*Texte du document*:
Le principe de l’égalité absolue entre Juif et ger se spécifie d’abord dans la prière. C’est que la question se posait, par exemple, de savoir si un ger pouvait prononcer l’expression “Dieu de nos pères” figurant dans les prières, sans mentir en quelque sorte. A cette question Maïmonide répond sans hésitation par l’affirmative: le ger peut énoncer: Dieu de nos pères; la terre dont tu nous as fait hériter; ha’ossé nissim la-avoténu (celui qui a accompli des miracles pour nos pères) etc. Maïmonide utilise alors l’expression: Dieu a fait les miracles pour tes ancêtres et les nôtres, il n’y a pas de différence entre toi et nous. Maïmonide fait référence ici à une tradition bien connue: le ger est considéré comme un nouveau-né et donc, comme ayant perdu toute attache familiale ou biologique avec sa vie antérieure. Cette tradition n’est pas de nature juridique, elle est de nature eschatologique.

L’attraction du champ de l’eschatologie va maintenant se faire sentir par un ensemble de difficultés juridiques inextricables. Juridiquement parlant, en effet, un converti pourrait épouser sa propre mère biologique qui se serait elle aussi convertie: cette dame n’est plus sa mère. Happé par le champ de forces de l’eschatologie, le raisonnement juridique est comme pris de folie. Le ger ne peut ainsi jamais hériter. Ni de son père biologique resté païen (ce n’est plus son père) ni même de son père biologique converti. En effet, ce dernier une fois converti n’a plus d’attaches familiales avec lui. En un mot, toutes les règles habituelles du droit commun sont bouleversées dès qu’on introduit le principe de la nouvelle naissance. Et ce, dans les moindres détails de la vie quotidienne. Si bien que le principe de départ de Maïmonide (pas de différence entre juif et ger) s’inverse: le statut du ger est maintenant totalement différent de celui du juif d’origine.

*Extraits d'enregistrements*:
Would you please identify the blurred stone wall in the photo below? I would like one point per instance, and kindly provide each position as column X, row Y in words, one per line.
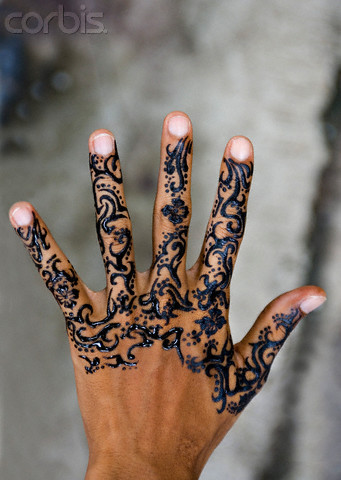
column 264, row 69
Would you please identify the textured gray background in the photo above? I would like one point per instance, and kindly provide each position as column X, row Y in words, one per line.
column 264, row 69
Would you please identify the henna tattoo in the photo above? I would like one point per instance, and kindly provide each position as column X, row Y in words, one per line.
column 176, row 212
column 132, row 321
column 176, row 166
column 34, row 238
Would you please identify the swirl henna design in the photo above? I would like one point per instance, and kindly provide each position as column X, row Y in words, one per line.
column 184, row 312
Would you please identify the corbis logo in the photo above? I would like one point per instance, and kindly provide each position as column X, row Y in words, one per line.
column 67, row 22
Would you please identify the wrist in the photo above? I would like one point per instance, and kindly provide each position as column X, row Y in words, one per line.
column 131, row 468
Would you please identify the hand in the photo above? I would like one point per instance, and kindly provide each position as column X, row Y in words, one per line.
column 159, row 380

*Consigne*:
D'après le texte sur Maïmonide et le ger, répondez brièvement :
1. Quelle réponse Maïmonide donne-t-il à la question de savoir si un ger peut prononcer « Dieu de nos pères » dans les prières ?
2. De quelle nature est la tradition selon laquelle le ger est considéré comme un nouveau-né ?
3. Pourquoi le ger ne peut-il pas hériter de son père biologique converti ?

*Corrigé*:
1. Il répond sans hésitation par l'affirmative : le ger peut prononcer cette expression.
2. Elle n'est pas de nature juridique, elle est de nature eschatologique.
3. Parce qu'une fois converti, ce père n'a plus d'attaches familiales avec lui.